* [THE PROBLEM]: Without changing anything, reproduce every record below.

* [PROVIDED RECORDS]:
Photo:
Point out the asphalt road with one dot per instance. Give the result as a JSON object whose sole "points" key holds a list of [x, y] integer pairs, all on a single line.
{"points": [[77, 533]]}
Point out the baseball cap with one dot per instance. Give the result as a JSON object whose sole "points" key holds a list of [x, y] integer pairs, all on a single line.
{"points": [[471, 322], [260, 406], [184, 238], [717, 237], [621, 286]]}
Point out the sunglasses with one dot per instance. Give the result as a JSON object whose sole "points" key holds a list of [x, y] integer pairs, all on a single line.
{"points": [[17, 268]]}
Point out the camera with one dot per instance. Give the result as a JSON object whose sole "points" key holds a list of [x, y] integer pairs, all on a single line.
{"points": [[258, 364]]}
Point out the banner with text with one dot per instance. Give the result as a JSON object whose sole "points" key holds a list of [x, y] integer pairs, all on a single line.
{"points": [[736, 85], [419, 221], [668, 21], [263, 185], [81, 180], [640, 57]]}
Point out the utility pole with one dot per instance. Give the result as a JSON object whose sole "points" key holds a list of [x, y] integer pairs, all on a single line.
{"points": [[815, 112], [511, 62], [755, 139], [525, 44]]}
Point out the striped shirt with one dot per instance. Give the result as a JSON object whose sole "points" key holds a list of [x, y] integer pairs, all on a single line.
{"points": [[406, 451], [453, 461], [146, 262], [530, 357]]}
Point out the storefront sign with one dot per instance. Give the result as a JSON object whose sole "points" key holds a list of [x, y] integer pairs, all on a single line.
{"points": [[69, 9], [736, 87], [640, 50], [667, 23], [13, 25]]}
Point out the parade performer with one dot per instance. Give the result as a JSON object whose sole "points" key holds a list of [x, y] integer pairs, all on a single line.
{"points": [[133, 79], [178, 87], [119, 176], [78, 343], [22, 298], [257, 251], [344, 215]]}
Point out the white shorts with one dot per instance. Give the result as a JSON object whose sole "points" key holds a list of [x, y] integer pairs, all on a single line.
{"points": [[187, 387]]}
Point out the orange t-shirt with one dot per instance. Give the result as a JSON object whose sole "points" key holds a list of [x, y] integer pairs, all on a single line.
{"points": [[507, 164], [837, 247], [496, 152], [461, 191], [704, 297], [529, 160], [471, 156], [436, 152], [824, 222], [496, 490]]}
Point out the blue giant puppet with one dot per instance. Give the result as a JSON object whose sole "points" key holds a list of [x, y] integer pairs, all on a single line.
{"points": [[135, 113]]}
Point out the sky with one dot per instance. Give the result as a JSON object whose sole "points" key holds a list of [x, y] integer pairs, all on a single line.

* [FINAL ANSWER]:
Photo:
Point out the asphalt road with one dot per instance. Give the result as a JSON object whose sole "points" key holds a list of [x, y] integer pairs, all on a single line.
{"points": [[77, 533]]}
Point out the baseball cap with one dot per instance. Give the result as a JSON object whose sole "points" key holds a list of [x, y] integer pairs, all on a single line.
{"points": [[471, 322], [260, 406], [184, 238], [717, 237], [621, 286]]}
Point out the sunglasses with one dot per instance. Give the result as a JSON object whose sole "points" key holds a list of [x, y] integer pairs, all on a single line.
{"points": [[17, 268]]}
Point out the camera with one dot per instance. Give the result as a JSON object whose sole "points" key holds a list of [x, y] integer pairs, all on a single line.
{"points": [[258, 364]]}
Point out the banner with text with one dot per instance. Give the result as a JSON object whose sole "points" key holds a list of [x, y] integer pairs, all on a single line.
{"points": [[736, 85], [419, 221], [668, 21], [263, 185], [81, 180], [640, 57]]}
Point out the utility pole with one dot per instance. Give the result as a JSON object whose sole "points" key holds a list of [x, y] integer pairs, all on a single line.
{"points": [[815, 112], [511, 62], [755, 139], [525, 44]]}
Point out the striped shirt with one dot per instance. Give the result as a JSON object whose sole "points" key holds a list of [x, y] integer pairs, all on a single line.
{"points": [[406, 451], [453, 461], [146, 262], [530, 357]]}
Point out the storefront sign with one dot per instance. Give the result as a JSON object whose sole "points" key holds a list of [x, y] integer pairs, all on a single line.
{"points": [[69, 9], [736, 87], [640, 50], [667, 23], [13, 25]]}
Point out the parade performer with one dot per instance. Give the result as a JSON object whose sole "points" key holds a list of [x, y] integer pairs, all on a single line.
{"points": [[133, 79], [178, 87], [119, 176], [78, 343], [22, 298], [257, 251], [344, 215]]}
Point out the white shorts with one dot per instance. Give the result as a JSON object whose sole "points" key holds a list of [x, y] integer pairs, all on a single line.
{"points": [[187, 387]]}
Point out the orange t-shirt with one dot per instance. Give the result as a JSON object whose sole "points" key holds a list of [x, y] integer pairs, all on a single line.
{"points": [[507, 164], [837, 247], [496, 152], [461, 191], [704, 297], [529, 160], [471, 156], [436, 152], [824, 222], [496, 490]]}
Point out the blue giant puppet with one dot per instance. Give the result as a JSON object whose sole "points" key holds a list of [x, y] integer pairs, all on a single line.
{"points": [[135, 113]]}
Point out the sky with one dot per instance. Give the result as a JSON object whose sole "points" key holds a list of [x, y] integer pairs, all on a single line.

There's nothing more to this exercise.